■ **Entries supplied**
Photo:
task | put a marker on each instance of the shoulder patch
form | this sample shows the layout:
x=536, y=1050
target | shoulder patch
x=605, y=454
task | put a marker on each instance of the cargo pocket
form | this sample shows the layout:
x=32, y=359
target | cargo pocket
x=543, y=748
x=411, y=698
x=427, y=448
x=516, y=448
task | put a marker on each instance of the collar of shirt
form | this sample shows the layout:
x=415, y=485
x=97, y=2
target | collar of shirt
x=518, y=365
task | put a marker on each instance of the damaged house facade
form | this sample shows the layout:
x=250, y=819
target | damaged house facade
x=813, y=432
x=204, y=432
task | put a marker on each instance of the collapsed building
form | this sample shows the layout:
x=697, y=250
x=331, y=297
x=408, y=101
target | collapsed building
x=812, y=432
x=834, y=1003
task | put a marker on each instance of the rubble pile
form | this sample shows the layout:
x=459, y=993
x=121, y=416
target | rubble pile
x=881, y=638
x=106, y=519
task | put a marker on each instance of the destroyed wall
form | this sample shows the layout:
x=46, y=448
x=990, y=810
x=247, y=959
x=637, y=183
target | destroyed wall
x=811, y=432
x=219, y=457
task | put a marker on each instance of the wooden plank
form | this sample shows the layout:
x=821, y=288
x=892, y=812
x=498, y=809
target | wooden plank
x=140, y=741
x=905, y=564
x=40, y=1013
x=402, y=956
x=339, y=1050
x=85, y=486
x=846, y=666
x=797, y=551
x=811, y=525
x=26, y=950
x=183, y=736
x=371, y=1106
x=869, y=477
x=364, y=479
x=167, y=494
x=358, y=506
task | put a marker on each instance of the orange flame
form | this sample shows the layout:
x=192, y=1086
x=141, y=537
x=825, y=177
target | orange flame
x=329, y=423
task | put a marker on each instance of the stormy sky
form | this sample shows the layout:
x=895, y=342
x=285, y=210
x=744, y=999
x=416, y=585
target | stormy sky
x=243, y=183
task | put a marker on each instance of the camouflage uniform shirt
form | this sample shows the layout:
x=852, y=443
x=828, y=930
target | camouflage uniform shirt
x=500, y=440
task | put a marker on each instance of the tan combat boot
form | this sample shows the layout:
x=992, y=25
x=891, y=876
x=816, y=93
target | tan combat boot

■ **Given exercise**
Write out all of the items above again, substituting "place a point on" for every occurrence of "put a marker on" and leaving everything else unchanged.

■ **The answer**
Photo:
task | place a point on each instance of the shoulder patch
form | this sample shows the layout:
x=536, y=1050
target | shoulder patch
x=605, y=454
task | place a point on each instance of the cargo pocket
form | this sample shows the layout:
x=32, y=359
target | cargo pocket
x=543, y=748
x=411, y=698
x=427, y=448
x=516, y=448
task | place a point on each instance of the collar of shirt
form | this sample shows the layout:
x=415, y=485
x=97, y=2
target | collar of shirt
x=518, y=365
task | place a point on each instance of the damaged house facade
form | this sample shows the layout:
x=250, y=819
target | damaged house facade
x=813, y=432
x=204, y=432
task | place a point on each instance of the collapsed building
form | this sample shows the layout:
x=697, y=250
x=331, y=297
x=408, y=101
target | collapsed building
x=812, y=432
x=834, y=1003
task | place a point on each instance of the rubble pile
form | this sample shows the layout:
x=459, y=993
x=121, y=416
target | rubble pile
x=881, y=638
x=106, y=519
task | place a point on each instance of the destroyed wall
form | this sample shows the layout:
x=46, y=448
x=990, y=810
x=247, y=959
x=637, y=183
target | destroyed wall
x=811, y=432
x=219, y=457
task | place a point on each instance of the wooden plank
form | this sample shows the layout:
x=821, y=288
x=892, y=812
x=498, y=809
target | wooden plank
x=140, y=741
x=905, y=564
x=40, y=1013
x=402, y=956
x=339, y=1050
x=85, y=486
x=846, y=666
x=797, y=551
x=811, y=525
x=26, y=950
x=183, y=736
x=371, y=1106
x=869, y=477
x=364, y=479
x=167, y=494
x=358, y=506
task | place a point on each instance of the orange flame
form | this sample shows the layout:
x=192, y=1086
x=141, y=537
x=825, y=177
target | orange flame
x=329, y=423
task | place a point on each instance of the stormy sky
form | this sample shows the layout:
x=895, y=342
x=285, y=210
x=744, y=999
x=416, y=585
target | stormy sky
x=243, y=183
task | place a point on each instance of the camouflage uniform shirt
form | this sample shows the layout:
x=852, y=443
x=828, y=930
target | camouflage uniform shirt
x=500, y=440
task | place a point on each instance of the tan combat boot
form | this sample shows the layout:
x=992, y=25
x=891, y=876
x=816, y=93
target | tan combat boot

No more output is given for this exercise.